* _Stated problem_
Transcribe only what runs from the line containing "For the benchmark, annotate every instance of the window frame" through the final line below, exactly, and leave every picture out.

* _Excerpted records_
________________________

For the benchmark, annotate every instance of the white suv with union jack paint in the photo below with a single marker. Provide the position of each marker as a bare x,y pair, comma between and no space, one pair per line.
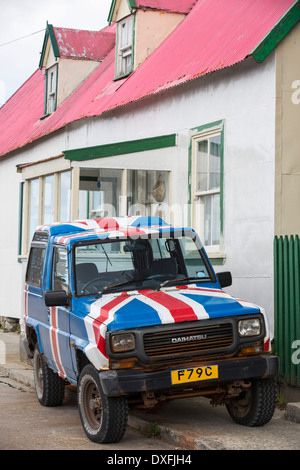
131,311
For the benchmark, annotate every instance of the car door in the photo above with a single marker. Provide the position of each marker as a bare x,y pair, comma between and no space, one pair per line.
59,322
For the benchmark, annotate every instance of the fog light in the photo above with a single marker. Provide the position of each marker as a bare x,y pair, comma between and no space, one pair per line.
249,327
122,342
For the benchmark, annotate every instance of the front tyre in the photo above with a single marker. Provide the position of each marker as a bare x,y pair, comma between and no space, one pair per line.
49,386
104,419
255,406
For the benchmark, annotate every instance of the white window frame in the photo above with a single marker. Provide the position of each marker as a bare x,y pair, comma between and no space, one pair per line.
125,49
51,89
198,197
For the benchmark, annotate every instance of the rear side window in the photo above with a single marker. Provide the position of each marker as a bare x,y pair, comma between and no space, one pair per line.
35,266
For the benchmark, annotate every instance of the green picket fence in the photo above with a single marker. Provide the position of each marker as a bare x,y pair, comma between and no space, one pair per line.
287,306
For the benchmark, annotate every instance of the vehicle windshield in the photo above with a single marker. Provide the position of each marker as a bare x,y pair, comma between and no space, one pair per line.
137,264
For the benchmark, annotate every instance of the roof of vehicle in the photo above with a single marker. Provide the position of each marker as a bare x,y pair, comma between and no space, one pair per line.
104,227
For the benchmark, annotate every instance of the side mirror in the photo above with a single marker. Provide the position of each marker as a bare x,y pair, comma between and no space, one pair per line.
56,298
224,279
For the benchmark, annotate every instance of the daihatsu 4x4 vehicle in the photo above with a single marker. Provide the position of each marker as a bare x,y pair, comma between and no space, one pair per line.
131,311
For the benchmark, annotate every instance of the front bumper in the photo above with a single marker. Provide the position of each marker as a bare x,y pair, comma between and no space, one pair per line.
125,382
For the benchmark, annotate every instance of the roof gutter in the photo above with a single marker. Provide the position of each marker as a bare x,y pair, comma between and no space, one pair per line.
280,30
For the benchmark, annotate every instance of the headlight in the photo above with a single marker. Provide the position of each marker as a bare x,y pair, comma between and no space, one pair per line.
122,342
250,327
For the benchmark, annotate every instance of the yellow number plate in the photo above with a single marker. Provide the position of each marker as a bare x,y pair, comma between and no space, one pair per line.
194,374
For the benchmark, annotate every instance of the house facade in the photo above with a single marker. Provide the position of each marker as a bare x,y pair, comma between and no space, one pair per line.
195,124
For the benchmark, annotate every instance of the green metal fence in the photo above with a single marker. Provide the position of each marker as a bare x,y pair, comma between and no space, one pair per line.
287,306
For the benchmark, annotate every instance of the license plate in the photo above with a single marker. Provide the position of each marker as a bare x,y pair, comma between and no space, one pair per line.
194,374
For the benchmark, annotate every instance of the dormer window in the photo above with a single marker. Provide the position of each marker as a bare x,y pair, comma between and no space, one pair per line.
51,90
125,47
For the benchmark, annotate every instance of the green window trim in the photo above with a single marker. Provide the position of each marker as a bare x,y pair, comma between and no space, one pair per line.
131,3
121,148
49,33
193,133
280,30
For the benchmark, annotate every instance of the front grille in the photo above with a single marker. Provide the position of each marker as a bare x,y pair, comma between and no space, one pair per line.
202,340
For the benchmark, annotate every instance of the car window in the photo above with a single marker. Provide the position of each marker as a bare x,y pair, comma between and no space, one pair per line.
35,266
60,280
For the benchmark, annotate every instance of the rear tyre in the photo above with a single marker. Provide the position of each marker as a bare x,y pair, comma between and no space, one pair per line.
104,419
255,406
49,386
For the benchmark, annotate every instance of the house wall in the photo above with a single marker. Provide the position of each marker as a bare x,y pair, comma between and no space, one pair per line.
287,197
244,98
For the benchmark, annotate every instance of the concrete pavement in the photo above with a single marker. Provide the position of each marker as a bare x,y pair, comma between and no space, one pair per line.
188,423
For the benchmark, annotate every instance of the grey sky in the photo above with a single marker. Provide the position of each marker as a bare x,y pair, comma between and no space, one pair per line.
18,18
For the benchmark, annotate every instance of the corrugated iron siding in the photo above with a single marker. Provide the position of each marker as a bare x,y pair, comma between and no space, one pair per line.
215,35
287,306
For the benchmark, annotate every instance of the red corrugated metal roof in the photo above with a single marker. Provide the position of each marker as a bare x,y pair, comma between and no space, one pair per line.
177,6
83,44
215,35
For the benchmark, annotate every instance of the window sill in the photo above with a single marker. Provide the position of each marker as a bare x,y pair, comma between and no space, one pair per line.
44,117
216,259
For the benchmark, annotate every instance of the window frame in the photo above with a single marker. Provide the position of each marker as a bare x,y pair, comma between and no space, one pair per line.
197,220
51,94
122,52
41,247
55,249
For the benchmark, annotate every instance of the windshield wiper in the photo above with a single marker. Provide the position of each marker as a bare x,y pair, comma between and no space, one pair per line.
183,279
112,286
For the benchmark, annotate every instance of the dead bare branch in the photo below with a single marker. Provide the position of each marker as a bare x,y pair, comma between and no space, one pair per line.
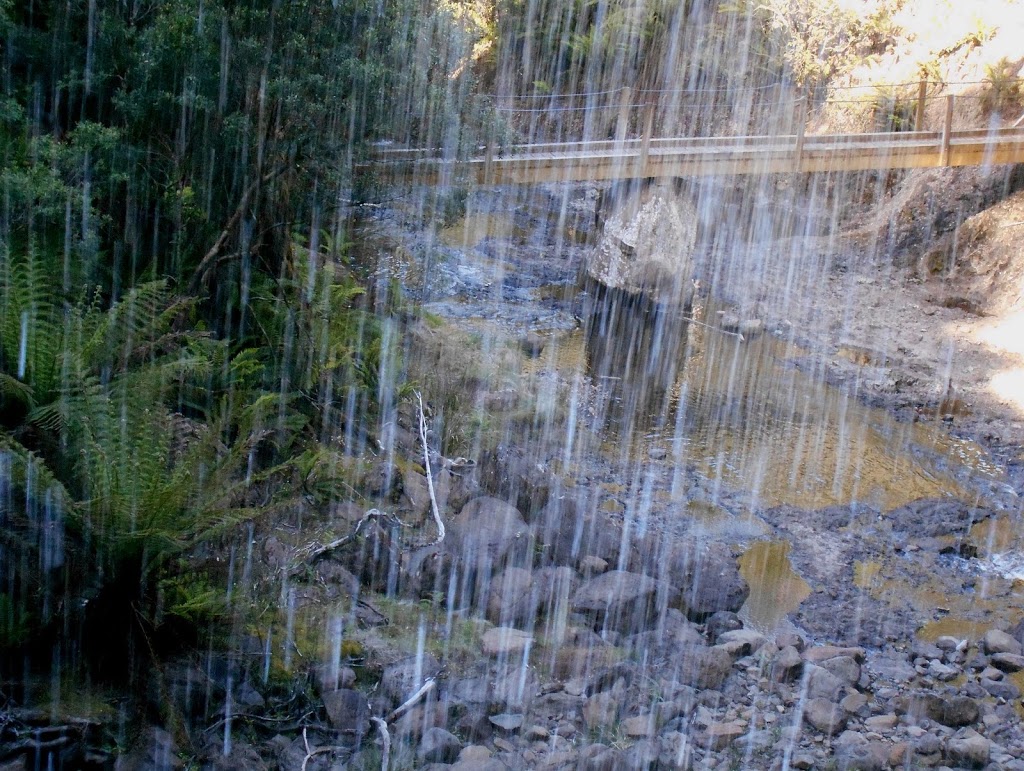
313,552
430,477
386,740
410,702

________________________

* _Output of the task_
For the benchmark, annotate every instance of the window frame in the photo above with a single marker. Provide the position of each marker as a bare x,y pair, comma between and no space, one pair per line.
197,220
51,94
122,52
41,247
55,249
For the benchmark, annotate every instance of the windshield wiper in the photo above with a single marker. Provide the position of each marker as a bare x,y pair, comma between and no space, one pair per line.
183,279
112,286
For the benchmark, annotate every instance of the dead bare branch in the photo below with a single marker. Provide the position of each marker as a bare x,y pair, comma between and no space, one pair per line.
313,552
430,477
386,740
410,702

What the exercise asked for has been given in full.